**TASK STATEMENT**
Report every line from the following entries that contains the string "below".

**ENTRIES SUPPLIED**

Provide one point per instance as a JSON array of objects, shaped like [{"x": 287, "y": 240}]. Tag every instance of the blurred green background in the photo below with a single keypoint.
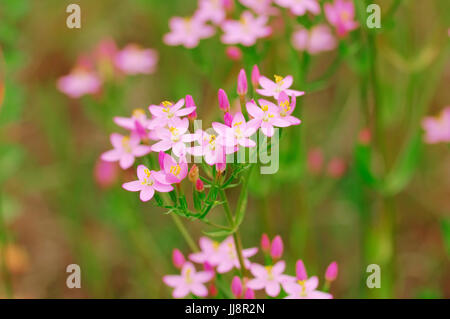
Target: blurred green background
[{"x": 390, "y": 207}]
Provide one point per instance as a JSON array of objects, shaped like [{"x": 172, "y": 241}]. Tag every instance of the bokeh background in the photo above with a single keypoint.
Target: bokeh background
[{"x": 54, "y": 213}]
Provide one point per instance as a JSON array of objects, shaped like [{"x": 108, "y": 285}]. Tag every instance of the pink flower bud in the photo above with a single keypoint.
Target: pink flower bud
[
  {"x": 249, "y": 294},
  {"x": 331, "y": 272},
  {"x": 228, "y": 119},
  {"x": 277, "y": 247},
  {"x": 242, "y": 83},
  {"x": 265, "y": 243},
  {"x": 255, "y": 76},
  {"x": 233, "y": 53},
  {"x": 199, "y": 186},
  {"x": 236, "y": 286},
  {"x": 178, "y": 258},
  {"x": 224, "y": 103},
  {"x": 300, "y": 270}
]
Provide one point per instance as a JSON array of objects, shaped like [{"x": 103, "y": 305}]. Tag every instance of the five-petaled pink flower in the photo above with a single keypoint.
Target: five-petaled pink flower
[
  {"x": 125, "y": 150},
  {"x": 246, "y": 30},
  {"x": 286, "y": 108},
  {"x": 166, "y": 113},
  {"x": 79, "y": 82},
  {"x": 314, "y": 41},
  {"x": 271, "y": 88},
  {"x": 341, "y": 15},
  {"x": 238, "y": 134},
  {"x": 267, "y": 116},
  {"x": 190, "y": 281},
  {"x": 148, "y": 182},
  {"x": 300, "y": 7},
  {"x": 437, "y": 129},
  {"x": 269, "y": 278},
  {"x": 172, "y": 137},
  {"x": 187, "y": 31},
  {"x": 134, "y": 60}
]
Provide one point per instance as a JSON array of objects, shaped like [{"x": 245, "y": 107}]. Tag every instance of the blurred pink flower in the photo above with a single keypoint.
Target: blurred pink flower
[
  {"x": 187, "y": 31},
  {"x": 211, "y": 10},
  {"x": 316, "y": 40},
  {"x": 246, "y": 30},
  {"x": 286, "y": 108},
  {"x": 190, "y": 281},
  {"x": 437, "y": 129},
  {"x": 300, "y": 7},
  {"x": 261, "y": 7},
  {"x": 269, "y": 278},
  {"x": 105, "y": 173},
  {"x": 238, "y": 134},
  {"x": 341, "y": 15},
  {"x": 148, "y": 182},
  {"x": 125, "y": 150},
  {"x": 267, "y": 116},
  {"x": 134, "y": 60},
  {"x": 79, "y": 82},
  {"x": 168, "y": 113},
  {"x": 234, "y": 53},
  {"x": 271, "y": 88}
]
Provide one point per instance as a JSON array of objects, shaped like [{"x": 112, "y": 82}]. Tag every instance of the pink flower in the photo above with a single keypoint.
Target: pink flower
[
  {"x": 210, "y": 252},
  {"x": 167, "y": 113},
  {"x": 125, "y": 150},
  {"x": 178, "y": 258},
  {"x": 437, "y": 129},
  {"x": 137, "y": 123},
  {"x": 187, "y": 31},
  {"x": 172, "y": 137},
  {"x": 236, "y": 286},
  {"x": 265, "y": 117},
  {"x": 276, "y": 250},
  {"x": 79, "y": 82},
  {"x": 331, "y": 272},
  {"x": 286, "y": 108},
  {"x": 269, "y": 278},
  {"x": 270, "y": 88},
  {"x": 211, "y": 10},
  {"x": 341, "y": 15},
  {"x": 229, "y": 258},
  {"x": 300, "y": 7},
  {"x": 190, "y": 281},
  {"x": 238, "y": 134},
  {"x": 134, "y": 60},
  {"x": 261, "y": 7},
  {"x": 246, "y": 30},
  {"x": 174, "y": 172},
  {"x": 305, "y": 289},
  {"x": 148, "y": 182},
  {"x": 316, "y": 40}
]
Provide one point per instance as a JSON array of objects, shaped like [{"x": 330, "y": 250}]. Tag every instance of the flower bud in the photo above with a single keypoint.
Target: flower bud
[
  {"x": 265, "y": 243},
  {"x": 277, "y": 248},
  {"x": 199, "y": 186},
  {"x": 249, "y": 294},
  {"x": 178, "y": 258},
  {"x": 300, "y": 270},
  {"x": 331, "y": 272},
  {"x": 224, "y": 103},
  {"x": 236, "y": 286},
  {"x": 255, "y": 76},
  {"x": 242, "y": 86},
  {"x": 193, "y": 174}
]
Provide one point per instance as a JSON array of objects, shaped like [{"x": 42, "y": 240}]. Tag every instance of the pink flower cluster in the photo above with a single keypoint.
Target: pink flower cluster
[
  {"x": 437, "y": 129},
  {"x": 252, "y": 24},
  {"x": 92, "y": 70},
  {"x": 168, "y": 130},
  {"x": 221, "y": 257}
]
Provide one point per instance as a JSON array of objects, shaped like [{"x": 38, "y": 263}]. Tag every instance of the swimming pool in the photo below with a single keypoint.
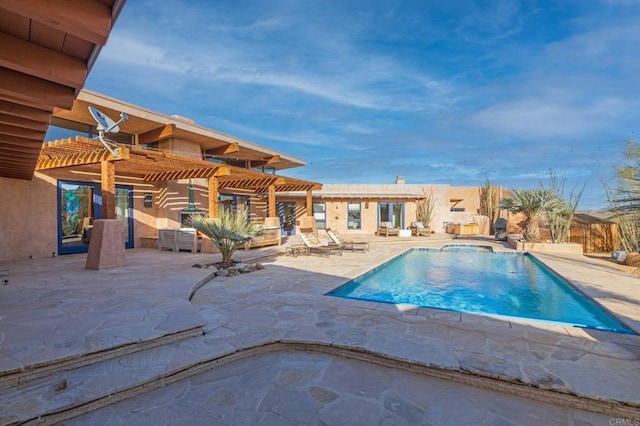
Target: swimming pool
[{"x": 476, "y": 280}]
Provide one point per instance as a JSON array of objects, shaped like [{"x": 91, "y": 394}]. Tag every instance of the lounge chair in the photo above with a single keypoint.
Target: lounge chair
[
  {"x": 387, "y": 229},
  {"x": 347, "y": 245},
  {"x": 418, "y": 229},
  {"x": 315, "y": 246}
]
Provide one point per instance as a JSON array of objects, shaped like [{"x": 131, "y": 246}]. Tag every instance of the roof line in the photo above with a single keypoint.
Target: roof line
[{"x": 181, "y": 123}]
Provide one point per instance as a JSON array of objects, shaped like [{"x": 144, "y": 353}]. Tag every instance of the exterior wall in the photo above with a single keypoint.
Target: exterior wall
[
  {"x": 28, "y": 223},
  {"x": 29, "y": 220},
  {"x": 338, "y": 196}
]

**EXPECTED OUTPUT**
Provide one point per instance as a JSON array of objects, shaped like [{"x": 287, "y": 240}]. Tag every instance of the blurred green background in the photo below with a single keypoint.
Provide one point per instance as a JSON array of objects, shaped like [{"x": 38, "y": 263}]. Tag every instance of the swimming pool in the photo below with a single keypoint.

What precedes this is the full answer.